**DATA RECORDS**
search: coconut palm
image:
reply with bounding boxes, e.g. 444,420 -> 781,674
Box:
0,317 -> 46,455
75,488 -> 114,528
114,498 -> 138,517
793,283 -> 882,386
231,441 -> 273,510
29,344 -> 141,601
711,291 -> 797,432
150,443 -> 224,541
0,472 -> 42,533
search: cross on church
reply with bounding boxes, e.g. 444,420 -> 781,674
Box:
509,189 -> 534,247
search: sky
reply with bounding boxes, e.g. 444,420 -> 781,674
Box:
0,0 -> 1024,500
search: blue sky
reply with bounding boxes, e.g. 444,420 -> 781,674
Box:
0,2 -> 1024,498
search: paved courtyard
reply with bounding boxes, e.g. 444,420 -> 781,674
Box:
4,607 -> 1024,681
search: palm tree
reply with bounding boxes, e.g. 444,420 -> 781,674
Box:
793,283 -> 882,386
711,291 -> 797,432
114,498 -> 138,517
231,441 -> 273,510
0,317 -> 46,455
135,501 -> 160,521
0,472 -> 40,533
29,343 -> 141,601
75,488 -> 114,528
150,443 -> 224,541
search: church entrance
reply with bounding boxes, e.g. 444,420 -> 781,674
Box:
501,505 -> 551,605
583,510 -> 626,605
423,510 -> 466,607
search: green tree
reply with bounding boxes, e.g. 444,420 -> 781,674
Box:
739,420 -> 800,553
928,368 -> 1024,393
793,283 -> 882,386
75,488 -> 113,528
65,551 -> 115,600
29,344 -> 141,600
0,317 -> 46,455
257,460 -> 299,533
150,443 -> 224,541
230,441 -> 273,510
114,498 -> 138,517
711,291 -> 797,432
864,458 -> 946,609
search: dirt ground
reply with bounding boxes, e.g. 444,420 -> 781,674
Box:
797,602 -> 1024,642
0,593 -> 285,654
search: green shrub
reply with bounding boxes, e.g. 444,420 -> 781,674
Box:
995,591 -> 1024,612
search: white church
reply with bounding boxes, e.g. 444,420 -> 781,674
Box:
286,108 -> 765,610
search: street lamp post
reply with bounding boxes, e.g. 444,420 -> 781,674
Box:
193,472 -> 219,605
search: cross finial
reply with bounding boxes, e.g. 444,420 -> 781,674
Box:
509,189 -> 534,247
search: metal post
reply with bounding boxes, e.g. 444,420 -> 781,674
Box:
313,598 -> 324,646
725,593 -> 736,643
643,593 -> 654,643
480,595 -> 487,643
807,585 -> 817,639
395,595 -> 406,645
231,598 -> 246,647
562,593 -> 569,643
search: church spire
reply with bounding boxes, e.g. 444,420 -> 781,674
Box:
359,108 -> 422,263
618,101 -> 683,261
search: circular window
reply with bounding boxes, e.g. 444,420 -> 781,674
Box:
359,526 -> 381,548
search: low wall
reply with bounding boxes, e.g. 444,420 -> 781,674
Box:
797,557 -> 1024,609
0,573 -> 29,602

**OBJECTIVE**
Retype nothing except the lines from the line holding "search: dirt ground" through the last line of the entries, both included.

**EXERCISE ANSWER**
search: dirt ground
reply with bounding boxes, e.g. 444,420 -> 781,674
Box:
797,602 -> 1024,642
0,593 -> 285,654
search: green shrub
reply with bounding boxes, e.g. 444,420 -> 781,674
Box:
995,591 -> 1024,612
search: white church
reply with bounding boxes, e.g. 444,420 -> 781,674
Box:
286,108 -> 765,610
search: street lamp post
reply with bounding boxes, e.g. 444,420 -> 781,674
Box:
193,472 -> 219,605
search: cross finial
reply with bounding boxes, e.g. 444,420 -> 781,674
Box:
509,189 -> 534,247
search: metal post
reply with bounding boxes, e.g. 444,420 -> 781,674
Box:
313,598 -> 324,646
725,593 -> 736,643
643,593 -> 654,643
480,595 -> 487,643
807,585 -> 817,639
395,595 -> 406,645
231,598 -> 246,647
562,593 -> 569,643
search: church spire
reply with bounding boxes, e.g. 444,420 -> 781,674
Box:
359,108 -> 422,263
618,101 -> 683,261
search: circular window
reply with bounding boxes, e.g. 444,420 -> 781,674
Box:
359,526 -> 381,548
search: low wall
reply with bounding boxes, e.g. 444,420 -> 781,674
Box:
797,557 -> 1024,609
0,573 -> 29,602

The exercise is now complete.